### GIVEN INSTRUCTION
Give again, word for word, only the lines from the one containing "shaped like (30,381)." through the final line.
### RECORDS FOR THIS TASK
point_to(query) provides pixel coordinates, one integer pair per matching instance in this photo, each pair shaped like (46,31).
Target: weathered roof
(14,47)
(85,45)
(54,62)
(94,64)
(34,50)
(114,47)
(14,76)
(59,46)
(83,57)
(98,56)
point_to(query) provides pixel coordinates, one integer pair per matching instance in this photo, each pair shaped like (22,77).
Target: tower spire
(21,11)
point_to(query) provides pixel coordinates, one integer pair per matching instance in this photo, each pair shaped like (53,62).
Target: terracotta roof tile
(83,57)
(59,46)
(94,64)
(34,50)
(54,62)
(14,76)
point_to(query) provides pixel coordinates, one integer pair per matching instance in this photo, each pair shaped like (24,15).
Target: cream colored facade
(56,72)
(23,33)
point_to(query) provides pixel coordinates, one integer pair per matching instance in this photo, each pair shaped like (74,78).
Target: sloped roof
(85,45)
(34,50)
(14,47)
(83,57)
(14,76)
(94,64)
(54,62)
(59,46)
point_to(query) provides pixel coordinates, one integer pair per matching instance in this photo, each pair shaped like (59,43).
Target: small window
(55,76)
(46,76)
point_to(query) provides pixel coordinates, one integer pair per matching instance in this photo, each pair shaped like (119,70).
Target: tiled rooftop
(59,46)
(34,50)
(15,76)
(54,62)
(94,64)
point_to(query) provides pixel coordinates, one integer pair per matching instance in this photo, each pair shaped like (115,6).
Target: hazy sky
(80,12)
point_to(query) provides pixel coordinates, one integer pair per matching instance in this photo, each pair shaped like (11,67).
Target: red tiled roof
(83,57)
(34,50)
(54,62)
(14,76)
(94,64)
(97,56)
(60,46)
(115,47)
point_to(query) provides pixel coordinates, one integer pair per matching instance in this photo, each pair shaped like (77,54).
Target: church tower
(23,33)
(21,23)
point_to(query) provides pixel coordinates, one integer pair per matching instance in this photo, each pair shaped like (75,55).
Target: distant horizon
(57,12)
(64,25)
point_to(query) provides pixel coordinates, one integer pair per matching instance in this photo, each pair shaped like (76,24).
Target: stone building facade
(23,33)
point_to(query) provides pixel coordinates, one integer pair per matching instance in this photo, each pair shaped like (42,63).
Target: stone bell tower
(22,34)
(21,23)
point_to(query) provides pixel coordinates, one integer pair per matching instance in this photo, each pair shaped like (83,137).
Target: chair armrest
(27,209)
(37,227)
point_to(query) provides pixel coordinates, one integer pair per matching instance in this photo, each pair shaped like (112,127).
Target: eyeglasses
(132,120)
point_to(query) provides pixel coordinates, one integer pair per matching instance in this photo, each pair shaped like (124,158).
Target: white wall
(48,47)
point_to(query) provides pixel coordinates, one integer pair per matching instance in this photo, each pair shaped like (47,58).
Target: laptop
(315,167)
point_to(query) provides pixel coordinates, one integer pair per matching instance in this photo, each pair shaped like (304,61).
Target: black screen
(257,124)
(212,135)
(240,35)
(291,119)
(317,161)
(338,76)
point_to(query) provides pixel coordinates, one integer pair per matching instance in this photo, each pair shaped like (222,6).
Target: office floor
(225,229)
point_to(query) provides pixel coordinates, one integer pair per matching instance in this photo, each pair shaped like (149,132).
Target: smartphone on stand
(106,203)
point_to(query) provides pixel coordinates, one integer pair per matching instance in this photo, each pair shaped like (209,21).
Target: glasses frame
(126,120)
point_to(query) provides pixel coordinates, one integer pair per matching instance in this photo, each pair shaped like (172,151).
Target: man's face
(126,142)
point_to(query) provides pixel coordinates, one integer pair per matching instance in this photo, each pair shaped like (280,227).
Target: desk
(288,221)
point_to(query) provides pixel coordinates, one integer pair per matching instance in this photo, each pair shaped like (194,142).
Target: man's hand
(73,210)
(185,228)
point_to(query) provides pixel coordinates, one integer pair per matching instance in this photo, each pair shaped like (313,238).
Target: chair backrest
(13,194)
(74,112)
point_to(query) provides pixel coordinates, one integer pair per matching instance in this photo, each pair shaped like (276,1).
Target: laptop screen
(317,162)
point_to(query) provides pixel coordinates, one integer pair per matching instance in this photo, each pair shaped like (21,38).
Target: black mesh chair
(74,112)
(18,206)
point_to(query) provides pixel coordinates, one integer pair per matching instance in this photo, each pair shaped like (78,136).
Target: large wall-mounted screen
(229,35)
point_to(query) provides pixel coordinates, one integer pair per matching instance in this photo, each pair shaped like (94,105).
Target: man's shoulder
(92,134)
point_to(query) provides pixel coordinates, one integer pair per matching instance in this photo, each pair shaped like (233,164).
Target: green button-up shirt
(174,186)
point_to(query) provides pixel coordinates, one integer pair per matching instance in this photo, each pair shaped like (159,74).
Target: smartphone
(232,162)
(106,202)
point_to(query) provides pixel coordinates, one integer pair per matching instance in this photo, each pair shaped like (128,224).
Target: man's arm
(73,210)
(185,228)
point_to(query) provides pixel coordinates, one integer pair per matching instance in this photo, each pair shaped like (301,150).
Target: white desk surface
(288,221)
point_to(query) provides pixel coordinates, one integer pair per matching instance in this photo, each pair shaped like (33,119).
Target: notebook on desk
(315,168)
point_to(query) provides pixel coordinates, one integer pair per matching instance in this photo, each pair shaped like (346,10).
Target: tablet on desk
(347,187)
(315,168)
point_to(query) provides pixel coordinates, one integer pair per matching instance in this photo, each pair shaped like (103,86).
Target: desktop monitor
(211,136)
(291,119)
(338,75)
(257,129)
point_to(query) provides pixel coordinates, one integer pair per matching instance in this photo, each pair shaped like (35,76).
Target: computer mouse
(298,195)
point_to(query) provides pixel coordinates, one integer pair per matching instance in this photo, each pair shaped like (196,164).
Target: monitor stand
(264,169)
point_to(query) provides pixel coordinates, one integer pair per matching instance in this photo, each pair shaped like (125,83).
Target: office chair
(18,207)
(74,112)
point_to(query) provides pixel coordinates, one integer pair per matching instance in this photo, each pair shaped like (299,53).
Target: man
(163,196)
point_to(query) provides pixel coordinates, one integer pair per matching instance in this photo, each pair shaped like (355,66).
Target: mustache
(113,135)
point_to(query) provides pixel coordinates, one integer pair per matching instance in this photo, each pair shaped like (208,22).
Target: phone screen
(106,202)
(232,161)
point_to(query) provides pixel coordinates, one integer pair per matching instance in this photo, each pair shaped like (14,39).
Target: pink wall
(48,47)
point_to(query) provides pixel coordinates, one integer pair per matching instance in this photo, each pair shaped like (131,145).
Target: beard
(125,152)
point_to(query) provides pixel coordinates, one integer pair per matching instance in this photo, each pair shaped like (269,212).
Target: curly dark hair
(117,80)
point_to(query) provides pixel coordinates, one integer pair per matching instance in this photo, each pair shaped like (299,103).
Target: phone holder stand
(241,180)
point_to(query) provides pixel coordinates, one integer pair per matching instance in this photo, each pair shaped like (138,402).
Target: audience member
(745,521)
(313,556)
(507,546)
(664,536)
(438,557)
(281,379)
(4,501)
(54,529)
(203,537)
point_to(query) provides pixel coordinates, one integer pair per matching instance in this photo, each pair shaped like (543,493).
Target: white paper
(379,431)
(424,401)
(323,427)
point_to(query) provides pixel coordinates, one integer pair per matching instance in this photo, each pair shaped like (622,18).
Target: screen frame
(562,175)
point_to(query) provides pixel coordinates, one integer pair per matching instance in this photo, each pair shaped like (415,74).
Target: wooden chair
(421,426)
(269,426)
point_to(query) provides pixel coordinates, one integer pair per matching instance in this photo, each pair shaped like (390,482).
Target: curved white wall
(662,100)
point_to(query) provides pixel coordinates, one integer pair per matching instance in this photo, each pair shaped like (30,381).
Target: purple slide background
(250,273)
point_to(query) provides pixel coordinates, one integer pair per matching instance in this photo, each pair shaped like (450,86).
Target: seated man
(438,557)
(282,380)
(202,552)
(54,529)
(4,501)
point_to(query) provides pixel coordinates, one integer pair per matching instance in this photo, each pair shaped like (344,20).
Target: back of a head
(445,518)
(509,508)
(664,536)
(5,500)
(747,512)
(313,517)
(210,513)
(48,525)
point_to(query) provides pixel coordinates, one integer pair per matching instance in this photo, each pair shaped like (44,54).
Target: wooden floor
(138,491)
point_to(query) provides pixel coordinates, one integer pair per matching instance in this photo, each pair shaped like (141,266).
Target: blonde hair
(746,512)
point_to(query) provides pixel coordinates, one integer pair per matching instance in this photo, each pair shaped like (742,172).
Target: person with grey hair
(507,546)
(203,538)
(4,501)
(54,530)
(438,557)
######
### SOLUTION TO THIS EXERCISE
point_to(query) provides pixel coordinates, one integer pair per matching instance in this photo, each pair shaped like (30,381).
Target: purple slide background
(250,273)
point_to(query) provides pixel coordinates, one integer pair per matching instance in this photo, each pair shaped like (450,86).
Target: seated man
(438,557)
(282,380)
(202,552)
(54,529)
(4,501)
point_to(query) provides pixel coordinates, one integer pair per matching instance in this photo, each pair shaped like (344,20).
Target: back of a head
(445,518)
(509,508)
(664,536)
(5,500)
(747,512)
(313,517)
(210,513)
(48,525)
point_to(query) provides pixel coordinates, one integer pair per matching instance in this photo, each pair shaped like (44,54).
Target: wooden floor
(138,491)
point_to(query) provides pixel coordinates, one integer pair per matching instance in this photo, each pair shaped like (141,266).
Target: blonde hair
(746,512)
point_to(query) provides pixel coordinates, one integer pair per matching instance in this photo, each pair shaped like (742,172).
Target: person with grey hair
(507,546)
(203,538)
(4,501)
(54,530)
(438,557)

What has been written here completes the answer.